- **TASKS AND EXERCISES**:
1. Summarize the text on machine learning models in two sentences.
2. Extend the text on machine learning models, picking up right after its final sentence.

The GradientBoosting Regressor is an ensemble learning method used for regression tasks. It builds a strong predictive model by combining multiple weaker models, usually decision trees, sequentially. It works by fitting each new model to the residuals (the difference between predicted and actual values) of the preceding model, gradually improving predictions. This iterative process focuses on reducing errors, enhancing model performance. GradientBoosting Regressor is adept at handling complex relationships in data and tends to provide more accurate predictions than individual models.

-Random Forest Regressor

The Random Forest Regressor constructs multiple decision trees during training and aggregates their predictions to provide a regression outcome. By combining predictions from diverse trees, it minimizes overfitting and variance while improving accuracy in regression tasks. This technique utilizes randomness in both data sampling and feature selection, making it robust against noise and suitable for handling complex datasets with numerous input variables. Its ability to handle non-linear relationships and maintain predictive performance makes it a popular choice in regression analysis.

-Neural Networks (NN)

Neural Networks (NN) is a computing system that mimics the structure and function of the human brain to process complex data sets. It consists of multiple layers of nodes, each of which can receive, process and transmit information. Neural networks typically learn through a back-propagation algorithm that continuously adjusts the connection weights between nodes to best represent the characteristics of the input data. This learning ability allows neural networks to excel in tasks such as image recognition, natural language processing, and predictive modeling. The design and functional diversity of neural networks makes them a central component of artificial intelligence and machine learning research.

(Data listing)
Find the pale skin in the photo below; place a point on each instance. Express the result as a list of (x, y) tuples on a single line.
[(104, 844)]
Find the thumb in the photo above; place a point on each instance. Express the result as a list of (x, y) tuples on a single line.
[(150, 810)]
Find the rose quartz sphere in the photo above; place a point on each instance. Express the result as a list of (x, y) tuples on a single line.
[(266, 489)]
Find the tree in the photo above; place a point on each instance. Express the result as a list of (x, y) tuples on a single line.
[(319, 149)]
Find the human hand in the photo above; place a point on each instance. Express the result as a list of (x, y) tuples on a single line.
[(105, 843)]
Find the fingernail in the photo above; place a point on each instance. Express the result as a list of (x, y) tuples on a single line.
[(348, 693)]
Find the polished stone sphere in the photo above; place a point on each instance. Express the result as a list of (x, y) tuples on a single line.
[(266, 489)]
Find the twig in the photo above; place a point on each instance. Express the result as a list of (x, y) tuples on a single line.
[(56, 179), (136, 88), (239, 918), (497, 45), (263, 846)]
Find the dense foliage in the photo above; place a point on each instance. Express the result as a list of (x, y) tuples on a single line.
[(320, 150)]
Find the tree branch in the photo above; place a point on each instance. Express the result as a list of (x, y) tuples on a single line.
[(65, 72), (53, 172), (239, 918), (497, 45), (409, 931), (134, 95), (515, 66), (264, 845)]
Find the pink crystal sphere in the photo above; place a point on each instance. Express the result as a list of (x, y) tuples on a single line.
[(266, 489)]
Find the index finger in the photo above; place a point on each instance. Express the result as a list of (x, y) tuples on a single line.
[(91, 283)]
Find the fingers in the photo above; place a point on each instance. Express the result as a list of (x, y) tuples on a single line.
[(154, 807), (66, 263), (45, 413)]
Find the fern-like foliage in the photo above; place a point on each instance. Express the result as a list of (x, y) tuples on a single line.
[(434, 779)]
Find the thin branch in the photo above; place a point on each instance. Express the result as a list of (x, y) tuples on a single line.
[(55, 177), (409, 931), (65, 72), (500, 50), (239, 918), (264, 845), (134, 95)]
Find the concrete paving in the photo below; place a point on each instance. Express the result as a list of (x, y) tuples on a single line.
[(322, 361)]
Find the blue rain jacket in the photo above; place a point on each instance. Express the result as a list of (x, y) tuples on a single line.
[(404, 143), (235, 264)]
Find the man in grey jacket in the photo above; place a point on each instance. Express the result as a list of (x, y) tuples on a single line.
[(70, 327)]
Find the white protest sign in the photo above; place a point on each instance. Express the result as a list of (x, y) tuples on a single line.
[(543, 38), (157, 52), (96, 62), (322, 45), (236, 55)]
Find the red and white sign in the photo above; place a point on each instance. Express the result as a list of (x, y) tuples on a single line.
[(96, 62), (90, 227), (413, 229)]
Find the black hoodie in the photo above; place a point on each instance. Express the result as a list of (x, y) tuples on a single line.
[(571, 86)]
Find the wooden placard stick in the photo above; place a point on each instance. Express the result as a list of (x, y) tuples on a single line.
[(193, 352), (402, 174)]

- **ANSWERS GIVEN**:
1. The GradientBoosting Regressor builds a strong regression model by sequentially fitting weaker models, usually decision trees, to the residuals of the preceding model, while the Random Forest Regressor aggregates predictions from many decision trees, using randomness in data sampling and feature selection to minimize overfitting and variance. Neural Networks mimic the structure of the human brain with layers of nodes whose connection weights are adjusted through back-propagation, which lets them excel in tasks such as image recognition, natural language processing, and predictive modeling.

2.
-CNN

Convolutional Neural Networks (CNNs) are a powerful tool in the field of deep learning and were first used for image recognition. In recent years, they have also been applied to time-series data analysis. In time-series analysis, CNNs can effectively capture local features and temporal dependencies in data. By using a convolutional layer, CNNs can process input sequences of different lengths to recognize patterns in data of different time intervals. The core advantage of temporal convolution is its ability to effectively extract time-dependent features while maintaining the order of the time series, which is crucial for prediction tasks.

Training Settings

Data Setting

Matching news features with economic indicators using a sliding time window, considering different lengths of the time series, with 31 and 92 days as the maximum number of days in a month and quarter, and missing dates are filled with zeros using post-padding.

Model Construction

  • RF: One-dimensional spreading of the feature matrix is performed as input and max_features is set to 'sqrt' to allow the decision tree to continue to grow when the minimum branching condition is satisfied.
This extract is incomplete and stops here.